Request> Render the records below as a two-column CSV headed record_text and answer, with one row per record. Put each record's text and its answer in one quoted field each, turn line breaks into spaces, and leave out the pictures.

Extracted entries>

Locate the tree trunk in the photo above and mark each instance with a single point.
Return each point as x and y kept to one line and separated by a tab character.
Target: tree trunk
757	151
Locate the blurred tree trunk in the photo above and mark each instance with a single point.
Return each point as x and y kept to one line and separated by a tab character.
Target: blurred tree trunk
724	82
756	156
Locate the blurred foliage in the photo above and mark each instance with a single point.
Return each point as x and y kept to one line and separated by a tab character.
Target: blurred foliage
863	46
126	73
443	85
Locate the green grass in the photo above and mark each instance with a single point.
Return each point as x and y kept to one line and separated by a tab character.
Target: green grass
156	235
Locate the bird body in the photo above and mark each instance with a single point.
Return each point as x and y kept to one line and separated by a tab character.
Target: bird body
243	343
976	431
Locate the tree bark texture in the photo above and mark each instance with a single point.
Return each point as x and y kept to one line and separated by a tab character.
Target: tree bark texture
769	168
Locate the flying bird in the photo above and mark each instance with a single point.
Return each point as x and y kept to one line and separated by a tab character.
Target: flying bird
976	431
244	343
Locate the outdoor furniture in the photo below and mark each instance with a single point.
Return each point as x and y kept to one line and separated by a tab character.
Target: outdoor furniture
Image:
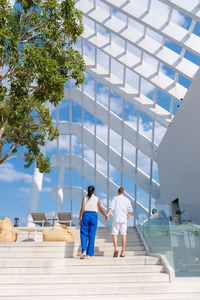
40	219
65	218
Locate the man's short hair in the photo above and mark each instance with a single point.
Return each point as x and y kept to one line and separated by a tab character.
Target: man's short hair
120	190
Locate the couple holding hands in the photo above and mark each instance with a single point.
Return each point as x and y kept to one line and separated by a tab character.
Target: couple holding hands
120	207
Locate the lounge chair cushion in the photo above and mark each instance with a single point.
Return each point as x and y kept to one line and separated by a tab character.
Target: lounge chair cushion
59	233
7	231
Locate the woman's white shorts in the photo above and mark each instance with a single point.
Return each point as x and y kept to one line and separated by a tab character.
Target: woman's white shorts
119	227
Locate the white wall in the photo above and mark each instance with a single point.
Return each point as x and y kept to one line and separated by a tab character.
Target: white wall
179	156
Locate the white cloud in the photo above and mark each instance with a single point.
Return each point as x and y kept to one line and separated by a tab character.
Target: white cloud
26	191
8	173
46	189
47	179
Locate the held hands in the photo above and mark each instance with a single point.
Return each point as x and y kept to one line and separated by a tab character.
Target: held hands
107	217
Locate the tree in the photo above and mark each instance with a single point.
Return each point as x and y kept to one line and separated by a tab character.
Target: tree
37	57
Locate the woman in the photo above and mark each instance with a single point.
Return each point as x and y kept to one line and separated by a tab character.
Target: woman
88	221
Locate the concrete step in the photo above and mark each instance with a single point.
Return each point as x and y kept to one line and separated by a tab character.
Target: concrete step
61	254
95	289
41	248
82	270
87	278
163	296
100	261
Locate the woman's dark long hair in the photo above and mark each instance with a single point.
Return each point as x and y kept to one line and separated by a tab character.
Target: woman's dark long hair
90	191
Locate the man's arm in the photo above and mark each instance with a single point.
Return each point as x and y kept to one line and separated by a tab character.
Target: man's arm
109	212
129	214
81	211
101	209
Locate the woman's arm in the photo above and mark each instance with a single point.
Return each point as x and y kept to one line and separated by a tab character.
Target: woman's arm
81	211
101	209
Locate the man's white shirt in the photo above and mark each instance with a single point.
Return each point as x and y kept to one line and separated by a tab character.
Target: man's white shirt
120	206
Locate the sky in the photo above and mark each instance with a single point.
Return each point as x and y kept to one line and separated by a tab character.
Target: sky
15	180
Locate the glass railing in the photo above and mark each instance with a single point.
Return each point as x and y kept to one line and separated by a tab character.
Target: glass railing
155	230
177	238
185	238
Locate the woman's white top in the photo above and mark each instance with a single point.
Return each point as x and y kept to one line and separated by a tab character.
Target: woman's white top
91	204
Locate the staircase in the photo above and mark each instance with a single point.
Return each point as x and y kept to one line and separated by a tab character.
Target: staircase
36	270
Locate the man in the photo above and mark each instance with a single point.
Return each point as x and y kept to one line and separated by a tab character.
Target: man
122	210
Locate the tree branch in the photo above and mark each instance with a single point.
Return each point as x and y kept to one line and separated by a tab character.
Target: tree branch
11	149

Exercise response>
record_text,answer
"Locate the tree trunk in the photo above and mark each instance with a single point. Return each point as x and y kept to one line and separated by a tab character. Target: tree trunk","757	151"
"Locate the blurred tree trunk in the photo above and mark each instance with a single point. Return each point as x and y kept to one line and separated by a tab character. Target: blurred tree trunk","724	82 756	156"
"Locate the blurred foliage in the photo above and mark each instance with a single point. Return each point as x and y kept to one line and separated by a tab character. Target: blurred foliage","863	46 126	73 443	85"
"Locate the green grass in the photo above and mark each instance with a single point. Return each point as x and y kept to one line and separated by a tab character. Target: green grass","156	235"
"Locate the bird body in the photo above and mark each instance with a single point. Return each point as x and y kept to one line and separated by a tab character. Target: bird body","243	343 976	431"
"Locate the tree bark texture in the photo above and mark each instance with a single point. Return each point as x and y kept to one line and separated by a tab character. Target: tree bark texture","769	168"
"Locate the flying bird in the photo above and mark each instance with a single point. Return each point as x and y kept to one line and separated by a tab character. Target: flying bird","976	431 244	343"
"Locate the outdoor furniture in the photo below and mark each instance with a single point. Return each point as x and y kept to one line and separated by a tab character. Target: outdoor furniture Image:","40	219 65	218"
"Locate the man's short hair in the photo above and mark each instance with a single point. Return each point as x and y kept to one line and separated by a tab character. Target: man's short hair","120	190"
"Locate the couple holding hands in the photo above and mark each instance with a single point. Return each point as x and y kept to one line and separated by a tab character. Target: couple holding hands","120	207"
"Locate the lounge chair cushion in the photo above and mark each instance with a single point. Return each point as x and y kept to one line and separated by a tab character. Target: lounge chair cushion","59	233 7	231"
"Locate the woman's white shorts in the photo above and mark each instance with a single point. Return each point as x and y kept to one line and separated by a tab character. Target: woman's white shorts","119	227"
"Locate the white wall in the photo above and mark each instance with a single point. Return each point as x and y kept to one line and separated by a tab character. Target: white wall","179	156"
"Locate the white cloud in the photo above and mark each instance with a single point. Return each point as x and y kept to one line and separated by a tab character. Target: white cloud","26	191 8	173 46	189 47	179"
"Locate the held hands in the photo above and mark each instance with a single point. Return each point as x and y kept to one line and separated by a tab character. Target: held hands","107	217"
"Locate the tree in the photo above and mark each instance with a single point. Return each point as x and y kept to one line and separated by a tab character. Target: tree","37	57"
"Locate the woman in the photo above and mark each instance with a single point. Return each point as x and y kept to one line and separated by a tab character. Target: woman","88	221"
"Locate the concrete step in the photo above and mark each instance with a single point. Return each point as x and y kept to one line and separated by a tab character. Target: concrete step","61	254 95	289 41	248 82	270 87	278 163	296 100	261"
"Locate the woman's dark long hair in the photo above and mark each instance with a single point. Return each point as x and y kept to one line and separated by a tab character. Target: woman's dark long hair","90	191"
"Locate the man's arm in the photo above and mark each instance with a single point. Return each point as x and y kept to one line and separated by a tab character. Target: man's arm","109	212 129	214 81	211 101	209"
"Locate the woman's arm in the photo above and mark each instance with a single point. Return each point as x and y kept to one line and separated by a tab character. Target: woman's arm","81	211 101	209"
"Locate the man's white shirt in the photo above and mark each instance with a single point. Return each point as x and y kept to one line and separated by a tab character. Target: man's white shirt","120	206"
"Locate the sky in the photo above and mark each instance with a single point. Return each point as x and y kept to one line and separated by a tab character. Target: sky","15	180"
"Locate the glass railing in the photo above and mark each instance with a single point. Return each point as x and y kept to one line and separated by a tab character. Target: glass railing","155	230 177	238 185	238"
"Locate the woman's white top in the photo above and mark each instance with a single point. Return each point as x and y kept to one line and separated by a tab character. Target: woman's white top","91	204"
"Locate the staircase in the photo above and mark each instance with a single point. Return each point as x and y kept to one line and separated by a tab character. Target: staircase","36	270"
"Locate the man in the photo above and mark each instance with a single point. Return each point as x and y kept to one line and separated by a tab character. Target: man","122	210"
"Locate the tree branch in the photo above and mark each instance with a single point. Return each point as x and y kept to one line and separated by a tab character. Target: tree branch","11	149"